▶ **What this task involves**
Copy every line of the records below exactly as it appears, leaving out the pictures.

▶ **Material shown**
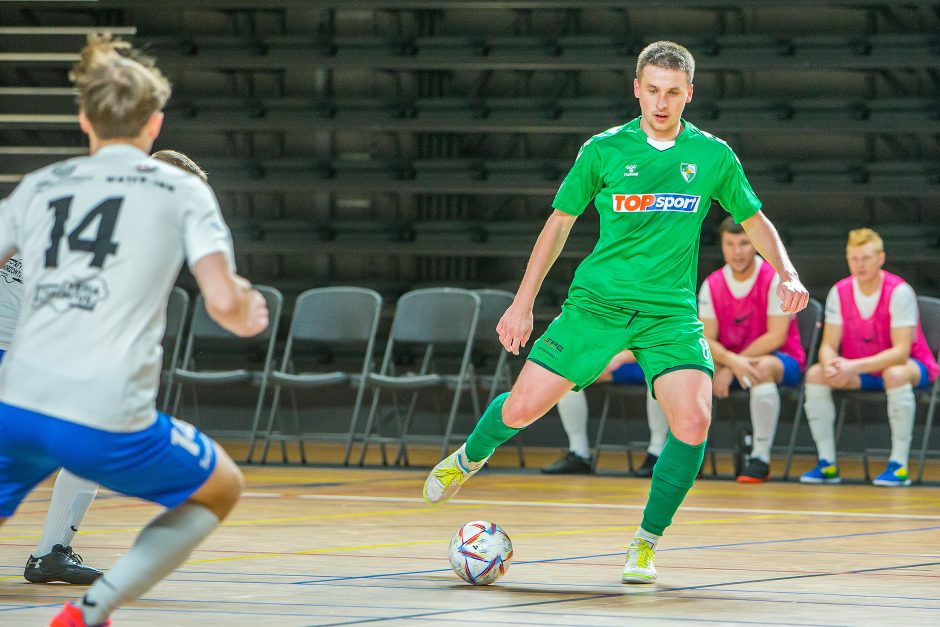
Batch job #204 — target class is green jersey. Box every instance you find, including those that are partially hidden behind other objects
[552,118,761,315]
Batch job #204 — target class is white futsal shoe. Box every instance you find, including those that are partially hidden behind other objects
[424,444,489,505]
[621,538,656,583]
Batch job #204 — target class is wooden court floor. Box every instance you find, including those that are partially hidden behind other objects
[0,444,940,627]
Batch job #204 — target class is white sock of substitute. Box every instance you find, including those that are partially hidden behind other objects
[36,468,98,556]
[887,383,917,466]
[79,502,219,625]
[646,390,669,457]
[750,383,780,464]
[803,383,836,464]
[558,390,591,459]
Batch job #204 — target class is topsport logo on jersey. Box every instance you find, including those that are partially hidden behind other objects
[611,194,702,213]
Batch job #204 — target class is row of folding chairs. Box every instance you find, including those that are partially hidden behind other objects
[161,286,525,466]
[592,296,940,483]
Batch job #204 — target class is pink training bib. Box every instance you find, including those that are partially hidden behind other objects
[706,263,806,370]
[836,270,940,381]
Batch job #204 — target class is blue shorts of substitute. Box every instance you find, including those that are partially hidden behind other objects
[858,357,930,390]
[0,403,216,517]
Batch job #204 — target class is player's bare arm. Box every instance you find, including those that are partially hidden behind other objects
[193,253,268,337]
[741,211,809,313]
[496,209,577,355]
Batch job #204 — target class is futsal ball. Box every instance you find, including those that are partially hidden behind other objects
[450,520,512,586]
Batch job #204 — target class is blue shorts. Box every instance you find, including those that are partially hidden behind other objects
[858,357,930,390]
[610,363,646,385]
[0,403,216,517]
[731,351,803,390]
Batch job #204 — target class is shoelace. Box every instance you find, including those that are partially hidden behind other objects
[65,546,82,564]
[434,466,467,488]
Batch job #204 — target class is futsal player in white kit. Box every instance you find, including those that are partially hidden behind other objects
[0,36,268,627]
[0,257,101,585]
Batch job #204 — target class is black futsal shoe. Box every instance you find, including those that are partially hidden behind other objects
[542,451,591,475]
[23,544,102,586]
[633,453,659,478]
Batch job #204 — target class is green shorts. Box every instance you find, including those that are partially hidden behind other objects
[528,299,715,398]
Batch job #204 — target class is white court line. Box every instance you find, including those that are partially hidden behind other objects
[300,494,940,520]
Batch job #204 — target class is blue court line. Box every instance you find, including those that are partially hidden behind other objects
[290,526,940,585]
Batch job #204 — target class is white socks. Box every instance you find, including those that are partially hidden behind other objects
[750,383,780,464]
[886,383,917,466]
[79,501,219,625]
[558,390,591,459]
[646,390,669,457]
[803,383,836,464]
[35,468,98,557]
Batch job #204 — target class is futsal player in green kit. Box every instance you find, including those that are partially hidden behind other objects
[424,41,809,583]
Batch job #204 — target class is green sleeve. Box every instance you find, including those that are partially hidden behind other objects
[715,148,763,224]
[552,140,602,216]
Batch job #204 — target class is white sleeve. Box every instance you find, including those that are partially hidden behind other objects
[0,178,27,259]
[181,177,235,272]
[767,274,790,317]
[826,286,842,327]
[698,279,715,320]
[888,283,920,329]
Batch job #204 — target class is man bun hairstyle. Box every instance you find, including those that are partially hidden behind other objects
[636,41,695,85]
[69,33,170,139]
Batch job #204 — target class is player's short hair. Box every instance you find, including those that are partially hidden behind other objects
[845,229,885,253]
[150,150,209,182]
[636,41,695,84]
[69,33,170,139]
[718,216,744,239]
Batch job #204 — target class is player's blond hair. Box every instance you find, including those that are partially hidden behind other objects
[636,41,695,84]
[69,33,170,139]
[845,229,885,253]
[150,150,209,183]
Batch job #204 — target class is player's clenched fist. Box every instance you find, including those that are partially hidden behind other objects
[496,303,532,355]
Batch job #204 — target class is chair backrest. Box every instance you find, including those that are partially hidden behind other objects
[389,287,480,344]
[289,287,382,342]
[917,296,940,358]
[796,298,823,368]
[474,290,515,344]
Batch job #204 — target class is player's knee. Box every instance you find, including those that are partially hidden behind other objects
[806,364,825,385]
[503,394,539,429]
[881,366,910,390]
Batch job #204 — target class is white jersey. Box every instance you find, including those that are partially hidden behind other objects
[0,144,234,431]
[0,257,23,350]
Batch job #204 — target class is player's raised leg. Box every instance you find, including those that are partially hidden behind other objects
[424,361,574,505]
[23,470,101,585]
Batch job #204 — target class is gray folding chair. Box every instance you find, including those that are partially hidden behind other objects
[824,296,940,483]
[359,288,480,466]
[261,287,382,464]
[160,287,189,412]
[173,285,284,462]
[471,290,525,468]
[696,298,823,479]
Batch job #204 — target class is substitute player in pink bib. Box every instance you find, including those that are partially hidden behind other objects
[800,229,940,486]
[698,219,806,483]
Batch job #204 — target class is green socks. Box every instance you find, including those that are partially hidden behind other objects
[640,433,705,536]
[464,392,524,464]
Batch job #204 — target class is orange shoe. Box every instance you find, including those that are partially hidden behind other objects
[49,603,111,627]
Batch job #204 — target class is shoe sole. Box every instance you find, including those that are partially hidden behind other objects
[738,475,770,483]
[800,477,842,485]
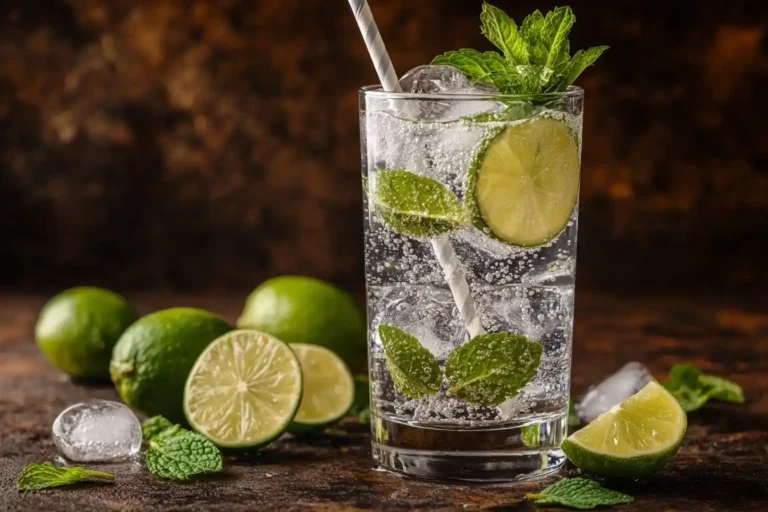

▶ **Exercise response**
Batch job #204 — target class is green jersey. Box every instance you find, including those that are partially hidden behind other objects
[552,118,761,315]
Batch job #204 — target class is white futsal shoe. Box every instance you find, including those that are partially hidden behind other objects
[424,444,489,505]
[621,538,656,583]
Batch job #204 — target class is wooden court floor. Box every instance you find, including those that are partially hidden behind other objects
[0,444,940,627]
Batch job #204 — target class is white sock of substitute. Box every instance you find, including those that are partially hidden behind other objects
[36,468,98,556]
[887,383,917,466]
[79,502,219,625]
[646,390,669,457]
[750,383,780,464]
[803,383,836,464]
[558,390,591,459]
Batch job #204 — target class is topsport logo on jersey. Box every instance you find, including those that are partially hidden behind other objects
[611,194,702,213]
Batch job #204 — target class is row of folding chairs. Box every instance you find, including those that are partially hidden behind other objects
[161,286,525,466]
[592,296,940,483]
Batch job #204 — target class is pink training bib. Box every instance you find, including those that are partially hidden behind other objects
[706,263,806,370]
[836,270,940,381]
Batch job #204 — target class is blue shorts of substitute. Box every instance you find, including those that are partially hidden behind other objects
[858,357,930,390]
[0,403,216,517]
Batch job #204 — target class is player's bare arm. Box every instance you find, including those that are partially hidden behind other objects
[193,253,268,337]
[741,211,809,313]
[496,209,577,355]
Batch job #204 — target class is futsal ball. Box every instance you find, including those that are partially hidden behind other objects
[450,520,512,586]
Batch job #204 — target class is blue shorts. Box every instance you find, including those that are partially hidden behind other objects
[858,357,930,390]
[610,363,646,385]
[0,403,216,517]
[731,351,803,390]
Batch job #204 — target class is shoelace. Box every instance you find, including those that are partially hidden behind other objects
[65,546,82,564]
[434,466,467,488]
Batch job #204 — target class is futsal player in white kit. Box every instance you find, including those that are partially hidden behind other objects
[0,36,268,627]
[0,257,101,585]
Batch job #204 — target class is black futsal shoe. Box every instance you find, including those that are partially hidden behind other objects
[542,451,591,475]
[23,544,102,586]
[633,453,659,478]
Batch job #204 — target class is green shorts. Box every instance you find, including those that are partially hidden behind other objects
[528,299,715,398]
Batch job #204 — target class is white court line. Box every instance you find, including those that are partially hidden behind other objects
[300,494,940,520]
Batch job #204 — target class is blue court line. Box every instance you find, including those that are partially hidden behind other objects
[290,526,940,585]
Batch job #204 — target class is white socks. Box every instance you find, including those that are partially hidden behind other objects
[750,383,780,464]
[886,383,917,466]
[79,501,219,625]
[558,390,591,459]
[646,390,669,457]
[803,383,836,464]
[35,468,98,557]
Batch job #204 — target class is futsal player in green kit. Box every instance you find, including those that are partially hidden behind other objects
[424,41,809,583]
Batch job #204 — target class is green sleeve. Box every instance you find, including those that are partially hidden behind other objects
[715,148,763,224]
[552,140,602,216]
Batch job #204 — target class is white sleeve. Box every instance you find, including those that are partially hidden behind other objects
[0,178,27,259]
[181,177,235,272]
[767,274,790,317]
[826,286,842,327]
[698,279,715,320]
[888,283,920,329]
Batch job #204 — target class is man bun hairstyle. Box every instance you find, including those that are partially hidden behind other objects
[636,41,695,85]
[69,33,170,139]
Batch job #204 — target class is player's short hair. Box every instance you find, including those that are partially hidden behind other objects
[845,229,885,253]
[150,150,209,182]
[636,41,695,84]
[69,33,170,139]
[718,216,744,239]
Batch job #204 — target class is player's blond hair. Box every instance you find, including those that are partially hidden behind other objects
[636,41,695,84]
[69,33,170,139]
[845,229,885,253]
[150,150,209,183]
Batch job #204 — target class is player's clenched fist. Box every instance you find, including those that are partially hidden behind other objects
[496,303,532,355]
Batch job #204 — target class is chair backrest. Box every instance you find, including those that are partially hidden behind other objects
[389,287,480,344]
[289,287,382,342]
[917,296,940,358]
[796,298,823,368]
[474,290,515,344]
Batch job #204 — target class is player's knee. Box every instance you find, including those that are partially hidden behind other objects
[806,364,825,385]
[503,394,539,429]
[881,366,910,390]
Batch job #204 — target class is white jersey. Box every instance you find, including those that are partially hidden behind other objects
[0,144,234,431]
[0,257,23,350]
Batch job #204 — target class is player's raised leg. Box every instance you find, including those that are partially hidden behind other objects
[424,361,574,505]
[23,470,101,585]
Batch job #204 — target class is gray folding chair. Box every instance you find, including those that are partially hidden behind other objects
[824,296,940,483]
[359,288,480,466]
[261,287,382,464]
[160,287,189,412]
[173,285,284,462]
[471,290,525,468]
[696,298,823,479]
Batch job #204 — target class is substitute player in pink bib. Box every instance you find, including those that are partially hidden behind other objects
[800,229,940,486]
[698,219,806,483]
Batch job #204 — target class is green socks. Box every instance you find, including those that are partially hidden behind other objects
[640,433,705,536]
[464,392,524,464]
Batch job #204 — target class is orange shoe. Box every instance you find, including those that are partially hidden behind other objects
[49,603,111,627]
Batch job #204 — target class is shoe sole. Box every instance you find, including those that are partially hidden behind other objects
[738,475,770,483]
[800,477,842,485]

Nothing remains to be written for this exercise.